Sounds unremarkable, doesn’t it? But seeing the two women attempt to put a positive spin on such horrifying events is the show’s messy, optimistic heart. And frankly, the gross sex list game is fucking fantastic. Try it with your relatives some time. It’s the spirit of Broad City condensed into one short scene, and a fantastic way to end the first season- with Abbi and Ilana making each other laugh.
2. I’m not a Mom (Episode Two, Pu$$y Weed)
My favourite moments in Broad City are usually when Abbi is allowed to be just as crazy as Ilana. Abbi’s weed induced haze is hilarious enough alone- ‘cause let’s face it, who doesn’t want to see a stoned twenty five year old play with model teeth in a dentist waiting room.
But her complete despair when a stranger asks her how many children she has is beautifully captured when Abbie decides to simply roll on her side out of the room without answering. Her bathroom pep-talk (“I’m not a mom, I’m a GROWN ASS WOMAN.”) is vaguely reminiscent of the talk I give myself every morning, and so this moment couldn’t not make the list.
1. Started from the bottom (Episode Nine, Apartment Hunters)
A predictable choice for anyone who knows the show well, but one that had to be made. Abbi and Ilana’s love of nineties hip hop is practically Broad City gospel, but nowhere is it more evident than in the cold open to episode 9.
The duo’s delightful overconfidence spills over into an imagined musical tribute to Nicki Minaj and Missy Elliot, as they strut into the bank with a cheque for “EIGHT THOUSAND FUCKING DOLLARS” to the tune of Drake’s Started From The Bottom. Simply put, it’s the most iconic sequence of the show’s history so far, and a perfect guide to the ethos and tone of Broad City– an irreverent take on the falsely grandiose imaginings of two twenty-something losers in New York.

## SET TASK:
According to the Broad City excerpt, which song accompanies Abbi and Ilana as they strut into the bank in the cold open to episode 9?

Coordinate labeling data
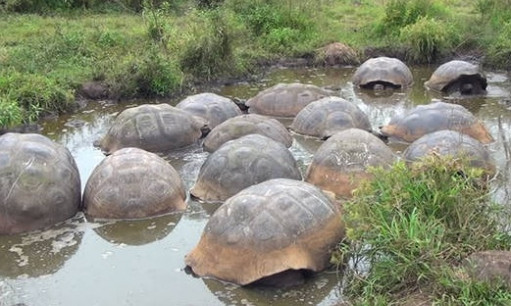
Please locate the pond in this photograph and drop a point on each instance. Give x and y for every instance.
(142, 262)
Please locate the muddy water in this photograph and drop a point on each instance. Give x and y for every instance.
(141, 262)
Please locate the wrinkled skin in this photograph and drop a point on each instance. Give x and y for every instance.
(39, 183)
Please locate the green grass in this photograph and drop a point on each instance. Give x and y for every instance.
(409, 229)
(157, 48)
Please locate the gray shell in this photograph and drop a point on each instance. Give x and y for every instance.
(285, 100)
(211, 108)
(451, 143)
(325, 117)
(39, 183)
(133, 183)
(265, 229)
(243, 162)
(155, 128)
(341, 162)
(383, 70)
(244, 125)
(455, 71)
(432, 117)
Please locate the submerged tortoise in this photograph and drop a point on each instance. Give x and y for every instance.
(451, 143)
(266, 229)
(458, 76)
(39, 183)
(381, 73)
(155, 128)
(325, 117)
(132, 183)
(432, 117)
(341, 162)
(285, 100)
(240, 163)
(244, 125)
(210, 108)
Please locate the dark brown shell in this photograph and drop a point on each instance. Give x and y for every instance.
(155, 128)
(456, 71)
(244, 125)
(266, 229)
(211, 108)
(285, 100)
(133, 183)
(454, 144)
(384, 70)
(433, 117)
(39, 183)
(243, 162)
(341, 162)
(325, 117)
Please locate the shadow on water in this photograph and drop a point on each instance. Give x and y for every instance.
(141, 262)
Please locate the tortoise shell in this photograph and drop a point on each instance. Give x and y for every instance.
(386, 71)
(39, 183)
(341, 162)
(210, 108)
(460, 76)
(155, 128)
(432, 117)
(244, 125)
(324, 117)
(285, 100)
(240, 163)
(265, 229)
(132, 183)
(454, 144)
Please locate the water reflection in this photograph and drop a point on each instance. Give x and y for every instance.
(138, 232)
(42, 252)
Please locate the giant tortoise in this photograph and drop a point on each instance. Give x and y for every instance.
(325, 117)
(266, 229)
(432, 117)
(132, 183)
(155, 128)
(244, 125)
(240, 163)
(458, 76)
(381, 73)
(39, 183)
(210, 108)
(341, 162)
(285, 100)
(451, 143)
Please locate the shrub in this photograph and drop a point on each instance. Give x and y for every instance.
(409, 225)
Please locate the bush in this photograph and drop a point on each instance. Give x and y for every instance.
(409, 225)
(426, 38)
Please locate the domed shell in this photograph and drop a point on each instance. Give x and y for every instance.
(451, 143)
(432, 117)
(383, 70)
(39, 183)
(456, 76)
(243, 162)
(210, 108)
(265, 229)
(155, 128)
(285, 100)
(244, 125)
(341, 162)
(131, 184)
(325, 117)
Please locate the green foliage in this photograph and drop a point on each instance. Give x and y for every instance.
(427, 38)
(410, 222)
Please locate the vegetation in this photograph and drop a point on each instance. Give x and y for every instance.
(158, 48)
(409, 229)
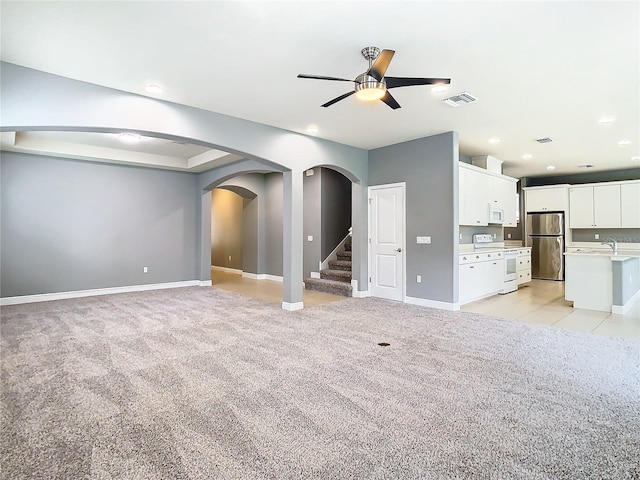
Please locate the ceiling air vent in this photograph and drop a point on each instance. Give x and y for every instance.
(460, 99)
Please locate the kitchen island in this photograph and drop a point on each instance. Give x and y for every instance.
(602, 280)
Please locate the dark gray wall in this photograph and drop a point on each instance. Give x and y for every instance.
(312, 224)
(588, 177)
(227, 229)
(70, 225)
(336, 209)
(429, 166)
(622, 235)
(273, 224)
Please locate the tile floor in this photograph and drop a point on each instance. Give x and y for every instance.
(539, 302)
(543, 302)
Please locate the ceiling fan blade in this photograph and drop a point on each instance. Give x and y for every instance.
(389, 100)
(337, 99)
(321, 77)
(394, 82)
(381, 64)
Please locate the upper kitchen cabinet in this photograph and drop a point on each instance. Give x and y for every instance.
(474, 209)
(479, 189)
(595, 206)
(546, 199)
(504, 194)
(630, 204)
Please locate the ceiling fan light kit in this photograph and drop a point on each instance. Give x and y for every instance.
(373, 85)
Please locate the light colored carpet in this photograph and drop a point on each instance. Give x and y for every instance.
(198, 383)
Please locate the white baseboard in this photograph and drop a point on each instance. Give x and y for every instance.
(47, 297)
(623, 309)
(292, 306)
(273, 278)
(423, 302)
(226, 269)
(356, 293)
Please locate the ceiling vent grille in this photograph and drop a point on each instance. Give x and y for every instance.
(460, 99)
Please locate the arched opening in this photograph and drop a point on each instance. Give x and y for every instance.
(327, 231)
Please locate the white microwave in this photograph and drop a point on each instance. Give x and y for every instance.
(496, 214)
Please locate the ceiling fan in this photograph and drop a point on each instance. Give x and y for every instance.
(372, 84)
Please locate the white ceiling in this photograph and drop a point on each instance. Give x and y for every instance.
(539, 69)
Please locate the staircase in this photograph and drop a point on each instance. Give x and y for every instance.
(337, 278)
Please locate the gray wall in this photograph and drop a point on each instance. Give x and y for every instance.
(588, 177)
(336, 209)
(227, 229)
(312, 224)
(429, 166)
(70, 225)
(273, 224)
(623, 235)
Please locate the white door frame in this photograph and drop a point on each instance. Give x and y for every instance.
(402, 185)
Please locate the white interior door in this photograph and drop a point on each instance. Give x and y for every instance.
(387, 213)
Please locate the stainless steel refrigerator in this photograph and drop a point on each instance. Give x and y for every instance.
(545, 236)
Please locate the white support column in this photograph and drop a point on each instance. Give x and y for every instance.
(292, 241)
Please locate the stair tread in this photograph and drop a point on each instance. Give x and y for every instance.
(328, 286)
(337, 273)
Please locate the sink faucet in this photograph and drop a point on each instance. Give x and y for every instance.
(612, 243)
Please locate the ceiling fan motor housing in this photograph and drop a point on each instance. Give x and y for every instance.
(364, 81)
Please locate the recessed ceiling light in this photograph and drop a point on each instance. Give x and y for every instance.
(129, 137)
(154, 88)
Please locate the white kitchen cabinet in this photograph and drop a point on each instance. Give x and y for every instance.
(480, 275)
(473, 193)
(523, 265)
(478, 188)
(546, 199)
(630, 205)
(596, 206)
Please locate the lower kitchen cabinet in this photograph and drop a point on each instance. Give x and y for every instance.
(523, 266)
(480, 275)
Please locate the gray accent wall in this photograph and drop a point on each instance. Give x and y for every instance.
(274, 224)
(312, 192)
(429, 166)
(227, 211)
(68, 225)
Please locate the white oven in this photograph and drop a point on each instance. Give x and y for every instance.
(510, 270)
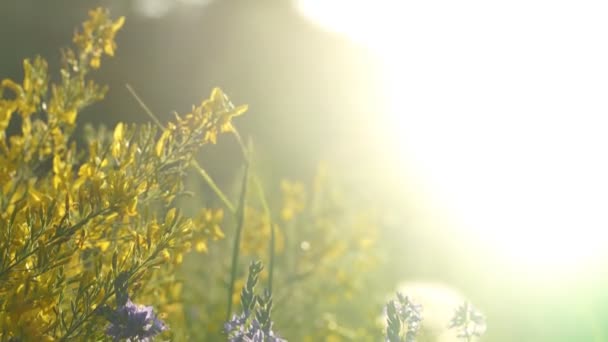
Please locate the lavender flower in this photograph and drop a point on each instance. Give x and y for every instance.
(399, 313)
(254, 323)
(134, 323)
(468, 321)
(239, 331)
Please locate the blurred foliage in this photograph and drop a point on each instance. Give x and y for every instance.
(75, 217)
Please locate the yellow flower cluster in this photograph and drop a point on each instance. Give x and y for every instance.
(73, 217)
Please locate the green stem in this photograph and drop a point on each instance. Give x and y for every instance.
(195, 164)
(240, 216)
(262, 196)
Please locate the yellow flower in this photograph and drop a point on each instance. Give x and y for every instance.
(97, 36)
(218, 112)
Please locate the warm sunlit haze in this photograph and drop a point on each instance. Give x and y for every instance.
(500, 110)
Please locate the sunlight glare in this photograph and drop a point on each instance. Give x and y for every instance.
(501, 108)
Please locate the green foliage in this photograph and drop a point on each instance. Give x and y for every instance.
(88, 227)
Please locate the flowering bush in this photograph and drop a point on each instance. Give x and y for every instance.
(92, 225)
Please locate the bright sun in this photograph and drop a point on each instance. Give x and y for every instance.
(501, 108)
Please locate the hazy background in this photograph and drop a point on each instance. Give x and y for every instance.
(482, 126)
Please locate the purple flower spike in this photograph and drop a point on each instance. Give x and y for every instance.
(135, 323)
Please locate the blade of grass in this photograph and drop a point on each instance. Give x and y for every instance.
(240, 216)
(248, 153)
(195, 164)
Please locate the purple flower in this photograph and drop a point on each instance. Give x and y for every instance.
(134, 323)
(239, 331)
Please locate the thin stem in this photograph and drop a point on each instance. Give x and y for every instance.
(195, 164)
(240, 216)
(262, 196)
(213, 186)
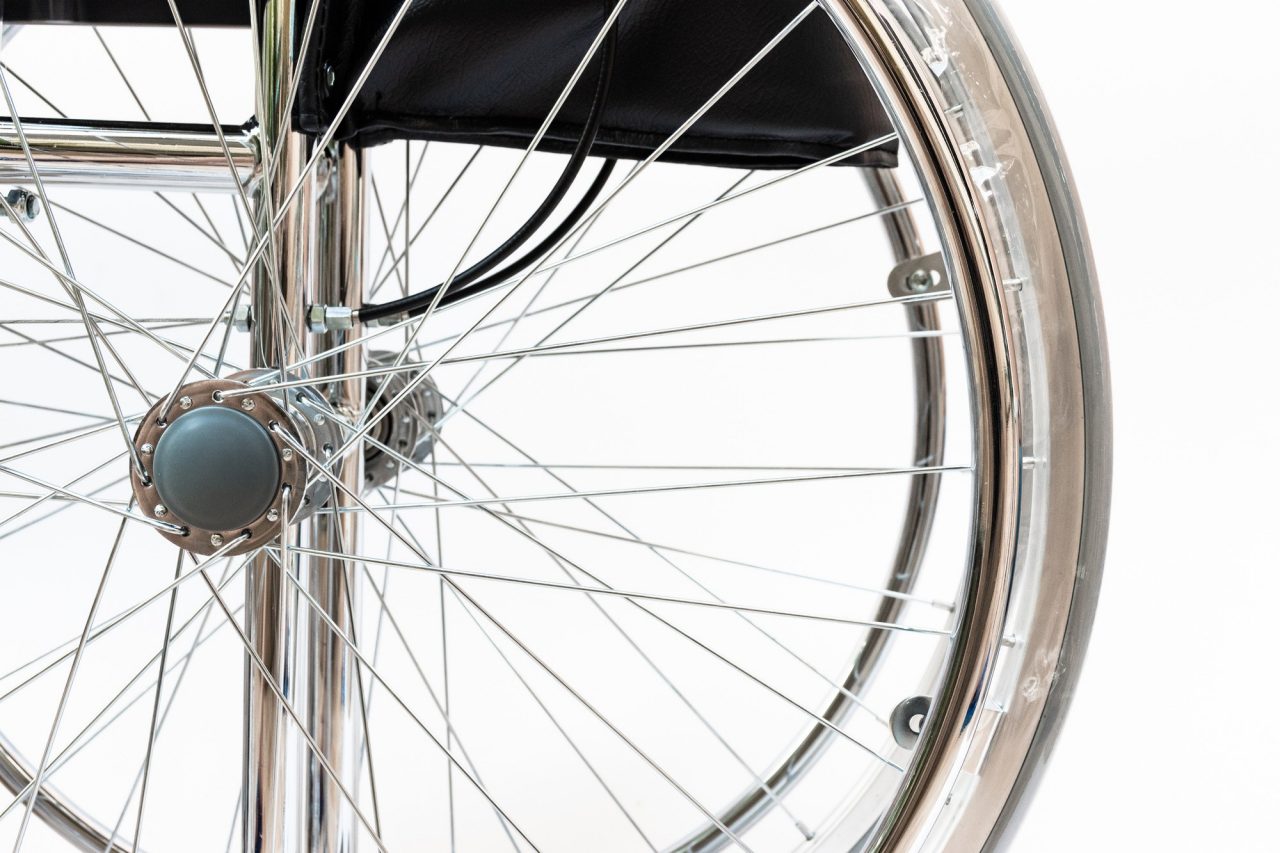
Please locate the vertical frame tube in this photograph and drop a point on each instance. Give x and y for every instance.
(291, 802)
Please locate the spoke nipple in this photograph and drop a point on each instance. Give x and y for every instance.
(908, 719)
(330, 318)
(23, 203)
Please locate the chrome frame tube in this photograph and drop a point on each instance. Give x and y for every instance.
(292, 803)
(144, 156)
(333, 706)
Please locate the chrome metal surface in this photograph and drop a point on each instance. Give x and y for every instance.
(146, 156)
(272, 787)
(929, 441)
(334, 711)
(936, 76)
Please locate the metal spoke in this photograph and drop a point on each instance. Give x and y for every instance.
(337, 632)
(560, 557)
(556, 723)
(120, 318)
(730, 561)
(369, 420)
(88, 501)
(686, 487)
(115, 621)
(90, 327)
(598, 715)
(644, 656)
(56, 496)
(475, 237)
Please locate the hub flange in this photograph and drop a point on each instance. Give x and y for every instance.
(218, 464)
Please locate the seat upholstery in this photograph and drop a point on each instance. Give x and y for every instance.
(488, 71)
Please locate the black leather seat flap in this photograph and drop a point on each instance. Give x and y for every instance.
(488, 72)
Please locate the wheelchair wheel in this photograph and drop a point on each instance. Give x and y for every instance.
(560, 427)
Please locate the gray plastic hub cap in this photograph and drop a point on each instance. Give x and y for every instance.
(216, 469)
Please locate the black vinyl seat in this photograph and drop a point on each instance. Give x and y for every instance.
(488, 71)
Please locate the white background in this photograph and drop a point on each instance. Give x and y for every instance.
(1168, 113)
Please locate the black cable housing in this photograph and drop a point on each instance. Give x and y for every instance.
(475, 278)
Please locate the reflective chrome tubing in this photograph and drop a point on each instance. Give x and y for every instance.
(316, 258)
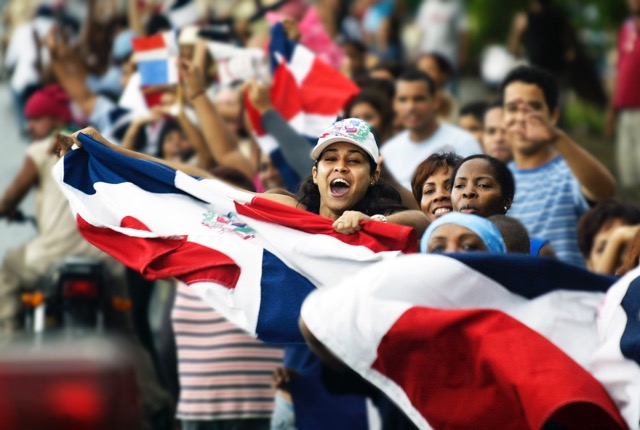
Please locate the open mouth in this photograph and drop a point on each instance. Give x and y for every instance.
(442, 210)
(339, 187)
(469, 209)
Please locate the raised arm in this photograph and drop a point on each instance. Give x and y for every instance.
(70, 72)
(222, 142)
(295, 148)
(596, 181)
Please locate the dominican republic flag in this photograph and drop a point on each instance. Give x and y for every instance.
(235, 64)
(478, 341)
(156, 57)
(306, 91)
(463, 343)
(250, 258)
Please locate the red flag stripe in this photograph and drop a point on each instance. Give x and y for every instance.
(377, 236)
(460, 357)
(159, 258)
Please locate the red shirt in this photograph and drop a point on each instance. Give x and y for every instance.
(627, 91)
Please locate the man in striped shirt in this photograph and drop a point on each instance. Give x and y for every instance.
(556, 179)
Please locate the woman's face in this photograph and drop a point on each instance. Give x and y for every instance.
(476, 191)
(343, 177)
(175, 146)
(600, 243)
(454, 238)
(436, 194)
(366, 112)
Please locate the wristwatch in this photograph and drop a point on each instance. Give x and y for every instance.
(379, 217)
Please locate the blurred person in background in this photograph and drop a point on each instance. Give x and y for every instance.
(623, 117)
(556, 179)
(444, 28)
(441, 70)
(494, 138)
(416, 106)
(605, 232)
(470, 118)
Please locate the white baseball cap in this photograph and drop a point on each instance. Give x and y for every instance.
(351, 130)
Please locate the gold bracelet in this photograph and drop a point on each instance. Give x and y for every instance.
(196, 95)
(379, 217)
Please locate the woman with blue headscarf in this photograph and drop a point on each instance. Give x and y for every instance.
(459, 232)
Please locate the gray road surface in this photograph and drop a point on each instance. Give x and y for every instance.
(12, 148)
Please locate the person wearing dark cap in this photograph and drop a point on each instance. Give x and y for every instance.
(48, 111)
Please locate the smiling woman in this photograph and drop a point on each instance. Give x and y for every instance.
(431, 184)
(343, 186)
(456, 232)
(483, 186)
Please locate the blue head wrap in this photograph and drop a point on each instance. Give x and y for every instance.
(484, 228)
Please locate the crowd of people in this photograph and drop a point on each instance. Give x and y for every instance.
(497, 176)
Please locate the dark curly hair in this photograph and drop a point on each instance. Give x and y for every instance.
(380, 198)
(501, 174)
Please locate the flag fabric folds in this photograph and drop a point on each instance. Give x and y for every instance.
(306, 91)
(252, 259)
(456, 349)
(156, 58)
(235, 64)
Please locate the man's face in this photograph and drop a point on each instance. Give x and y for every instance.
(520, 100)
(40, 127)
(494, 139)
(415, 107)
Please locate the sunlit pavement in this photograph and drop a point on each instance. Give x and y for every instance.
(12, 149)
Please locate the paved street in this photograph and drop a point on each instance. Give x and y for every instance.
(12, 147)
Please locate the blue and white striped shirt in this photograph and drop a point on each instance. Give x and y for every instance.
(549, 203)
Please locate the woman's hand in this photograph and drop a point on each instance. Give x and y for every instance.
(191, 77)
(349, 222)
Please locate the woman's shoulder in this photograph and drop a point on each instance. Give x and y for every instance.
(282, 196)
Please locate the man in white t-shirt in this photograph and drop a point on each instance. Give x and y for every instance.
(416, 107)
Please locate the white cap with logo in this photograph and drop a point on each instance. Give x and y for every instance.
(351, 130)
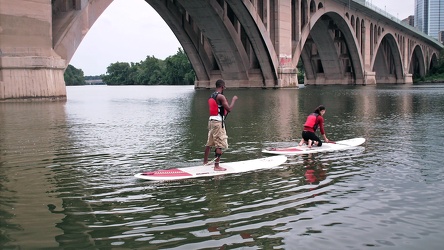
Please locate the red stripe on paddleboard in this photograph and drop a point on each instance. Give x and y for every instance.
(286, 149)
(174, 172)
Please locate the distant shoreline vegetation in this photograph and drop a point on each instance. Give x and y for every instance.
(177, 70)
(174, 70)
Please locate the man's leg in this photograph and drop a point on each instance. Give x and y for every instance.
(218, 154)
(207, 153)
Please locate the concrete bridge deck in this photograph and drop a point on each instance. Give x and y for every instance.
(248, 43)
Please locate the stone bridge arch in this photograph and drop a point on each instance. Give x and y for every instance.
(387, 61)
(417, 62)
(330, 58)
(249, 43)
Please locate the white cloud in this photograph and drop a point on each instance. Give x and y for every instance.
(127, 31)
(131, 30)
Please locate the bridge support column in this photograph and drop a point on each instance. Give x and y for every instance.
(370, 78)
(288, 77)
(30, 76)
(29, 66)
(408, 78)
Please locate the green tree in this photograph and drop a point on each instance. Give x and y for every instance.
(118, 74)
(73, 76)
(150, 71)
(178, 69)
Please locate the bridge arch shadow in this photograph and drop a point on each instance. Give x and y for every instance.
(387, 62)
(417, 64)
(330, 51)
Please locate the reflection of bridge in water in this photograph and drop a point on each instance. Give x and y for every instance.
(255, 43)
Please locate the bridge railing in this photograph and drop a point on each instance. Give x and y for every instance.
(380, 11)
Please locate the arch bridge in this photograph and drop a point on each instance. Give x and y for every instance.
(248, 43)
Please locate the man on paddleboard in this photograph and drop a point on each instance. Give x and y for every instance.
(314, 121)
(217, 135)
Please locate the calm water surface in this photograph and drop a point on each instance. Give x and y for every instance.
(66, 171)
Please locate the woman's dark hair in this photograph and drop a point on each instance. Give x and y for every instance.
(319, 109)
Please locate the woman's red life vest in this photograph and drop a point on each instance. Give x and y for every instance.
(312, 121)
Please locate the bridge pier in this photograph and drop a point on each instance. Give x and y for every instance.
(29, 66)
(288, 77)
(370, 78)
(30, 76)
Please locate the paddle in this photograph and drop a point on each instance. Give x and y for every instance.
(210, 162)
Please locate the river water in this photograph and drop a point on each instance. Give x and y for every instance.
(66, 171)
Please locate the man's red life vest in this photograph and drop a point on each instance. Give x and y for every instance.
(312, 121)
(215, 109)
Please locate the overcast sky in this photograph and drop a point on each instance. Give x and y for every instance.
(130, 30)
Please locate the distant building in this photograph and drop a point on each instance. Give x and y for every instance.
(441, 36)
(429, 16)
(409, 20)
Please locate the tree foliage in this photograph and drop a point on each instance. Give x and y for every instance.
(74, 76)
(174, 70)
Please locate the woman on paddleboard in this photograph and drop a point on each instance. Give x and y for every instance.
(217, 135)
(314, 121)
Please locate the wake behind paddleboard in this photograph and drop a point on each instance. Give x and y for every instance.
(206, 171)
(326, 147)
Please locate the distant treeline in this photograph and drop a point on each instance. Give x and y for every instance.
(174, 70)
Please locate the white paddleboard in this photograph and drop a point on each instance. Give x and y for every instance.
(326, 147)
(205, 171)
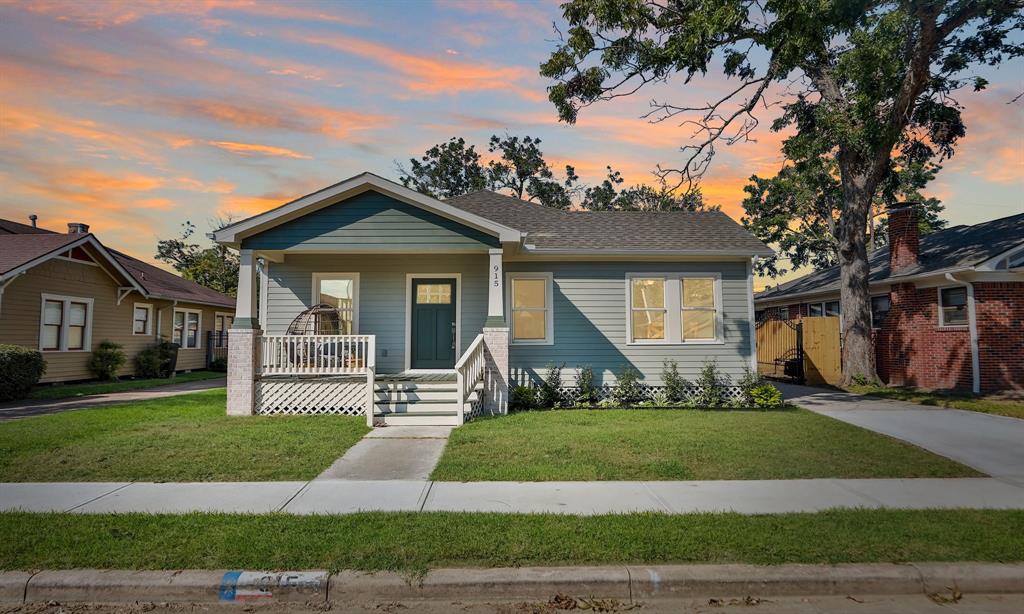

## COMPLETE OUTPUT:
Drake's "Started From The Bottom."